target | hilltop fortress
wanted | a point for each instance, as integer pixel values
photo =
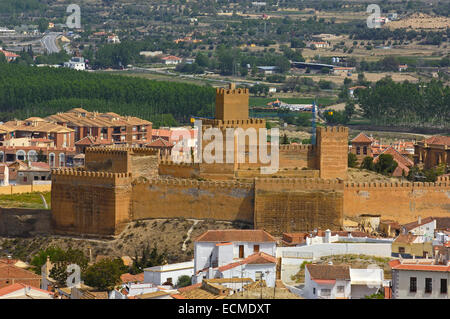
(310, 189)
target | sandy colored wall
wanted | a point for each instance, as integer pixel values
(300, 156)
(192, 199)
(19, 189)
(24, 222)
(402, 202)
(90, 202)
(290, 205)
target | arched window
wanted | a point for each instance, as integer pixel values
(62, 160)
(51, 159)
(20, 155)
(32, 156)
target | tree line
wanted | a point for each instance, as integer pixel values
(406, 104)
(40, 91)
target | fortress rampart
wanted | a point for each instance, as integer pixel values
(402, 202)
(309, 190)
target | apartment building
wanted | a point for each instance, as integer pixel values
(422, 278)
(107, 127)
(35, 137)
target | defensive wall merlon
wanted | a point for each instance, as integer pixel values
(193, 183)
(223, 92)
(122, 151)
(231, 123)
(82, 174)
(332, 129)
(298, 148)
(379, 185)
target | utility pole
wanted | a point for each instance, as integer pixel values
(313, 124)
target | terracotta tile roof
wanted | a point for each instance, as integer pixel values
(83, 118)
(405, 265)
(132, 278)
(438, 140)
(239, 235)
(442, 222)
(14, 287)
(362, 138)
(11, 271)
(414, 224)
(405, 239)
(188, 288)
(329, 272)
(254, 259)
(159, 143)
(151, 295)
(404, 163)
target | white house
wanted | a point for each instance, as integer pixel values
(235, 254)
(327, 282)
(22, 291)
(171, 59)
(422, 278)
(365, 282)
(159, 275)
(76, 63)
(422, 227)
(259, 266)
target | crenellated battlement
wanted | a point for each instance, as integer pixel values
(168, 162)
(332, 129)
(396, 185)
(107, 150)
(221, 124)
(194, 183)
(299, 148)
(223, 92)
(80, 173)
(143, 151)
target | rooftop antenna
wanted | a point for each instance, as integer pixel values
(313, 133)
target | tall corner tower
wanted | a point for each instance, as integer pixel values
(332, 152)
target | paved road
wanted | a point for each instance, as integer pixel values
(49, 43)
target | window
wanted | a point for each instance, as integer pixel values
(412, 284)
(443, 286)
(325, 292)
(428, 285)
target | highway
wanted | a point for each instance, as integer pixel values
(49, 42)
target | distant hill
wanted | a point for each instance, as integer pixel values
(41, 91)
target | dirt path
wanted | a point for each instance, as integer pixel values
(183, 248)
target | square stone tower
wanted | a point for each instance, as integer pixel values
(232, 103)
(332, 152)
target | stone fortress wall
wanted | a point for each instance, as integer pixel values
(310, 190)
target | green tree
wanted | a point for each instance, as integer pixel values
(368, 164)
(105, 274)
(352, 160)
(385, 164)
(184, 281)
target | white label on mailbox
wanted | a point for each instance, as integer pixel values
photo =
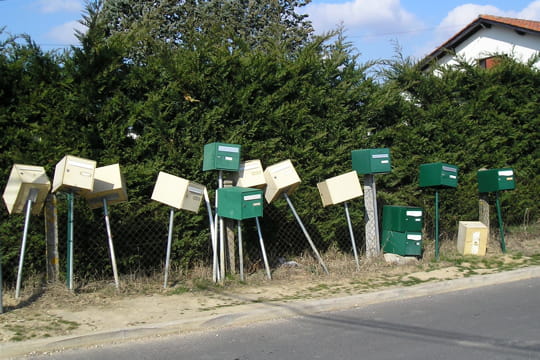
(80, 164)
(448, 168)
(281, 168)
(195, 190)
(228, 149)
(252, 197)
(414, 213)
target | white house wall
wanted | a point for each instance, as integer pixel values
(496, 40)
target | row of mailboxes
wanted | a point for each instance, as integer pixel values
(402, 230)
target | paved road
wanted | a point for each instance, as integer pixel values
(495, 322)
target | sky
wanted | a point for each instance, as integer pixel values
(376, 28)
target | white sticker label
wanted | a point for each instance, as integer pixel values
(228, 149)
(415, 213)
(80, 164)
(252, 197)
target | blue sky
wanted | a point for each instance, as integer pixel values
(373, 26)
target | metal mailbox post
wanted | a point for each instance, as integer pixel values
(495, 180)
(438, 175)
(341, 189)
(369, 162)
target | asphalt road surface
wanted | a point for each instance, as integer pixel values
(495, 322)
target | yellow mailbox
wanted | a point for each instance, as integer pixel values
(74, 173)
(280, 178)
(26, 182)
(177, 192)
(109, 184)
(340, 188)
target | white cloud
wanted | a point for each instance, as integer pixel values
(65, 33)
(368, 16)
(54, 6)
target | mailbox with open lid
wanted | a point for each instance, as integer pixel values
(177, 192)
(26, 182)
(340, 188)
(280, 178)
(240, 203)
(493, 180)
(220, 156)
(74, 173)
(371, 161)
(109, 184)
(438, 175)
(250, 174)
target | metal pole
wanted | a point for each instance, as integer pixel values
(111, 246)
(305, 232)
(501, 226)
(261, 241)
(23, 247)
(69, 262)
(169, 244)
(437, 225)
(352, 236)
(221, 235)
(215, 271)
(240, 251)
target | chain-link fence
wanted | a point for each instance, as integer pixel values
(140, 241)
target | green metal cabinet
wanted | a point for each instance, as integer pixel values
(402, 243)
(402, 218)
(371, 161)
(240, 203)
(220, 156)
(438, 175)
(495, 180)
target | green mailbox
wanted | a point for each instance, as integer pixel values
(438, 175)
(220, 156)
(402, 218)
(496, 180)
(240, 203)
(402, 243)
(371, 161)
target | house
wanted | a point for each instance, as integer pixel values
(486, 38)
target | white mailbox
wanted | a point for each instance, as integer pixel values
(177, 192)
(74, 173)
(26, 182)
(280, 178)
(109, 184)
(250, 174)
(340, 188)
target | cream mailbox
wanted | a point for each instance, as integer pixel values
(26, 182)
(340, 188)
(74, 173)
(177, 192)
(280, 178)
(250, 175)
(109, 184)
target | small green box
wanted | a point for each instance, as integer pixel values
(220, 156)
(371, 161)
(495, 180)
(438, 175)
(240, 203)
(402, 218)
(402, 243)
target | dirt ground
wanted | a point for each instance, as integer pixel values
(51, 310)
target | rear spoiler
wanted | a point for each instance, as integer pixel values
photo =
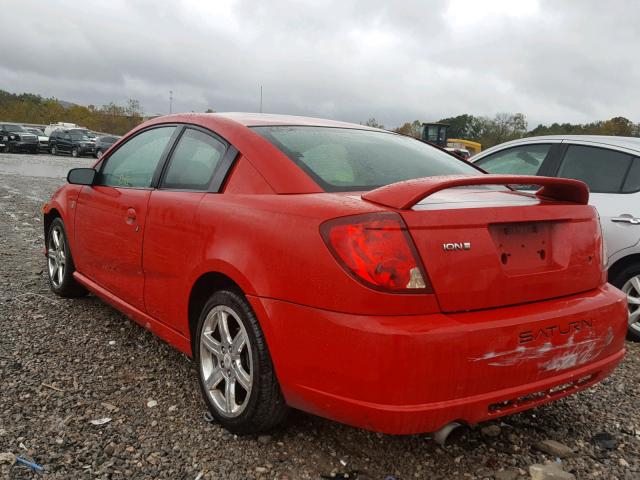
(404, 195)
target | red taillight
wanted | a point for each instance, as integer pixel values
(377, 250)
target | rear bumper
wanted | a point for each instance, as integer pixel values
(411, 374)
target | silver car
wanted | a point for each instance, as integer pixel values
(611, 168)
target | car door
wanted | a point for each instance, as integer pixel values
(173, 234)
(613, 179)
(110, 216)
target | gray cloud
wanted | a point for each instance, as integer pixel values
(350, 60)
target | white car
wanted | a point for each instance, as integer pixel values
(611, 168)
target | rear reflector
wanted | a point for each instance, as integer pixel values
(377, 250)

----------

Count the lines in the records above that contain "house". Reply with the number only.

ANSWER TO THE PROBLEM
3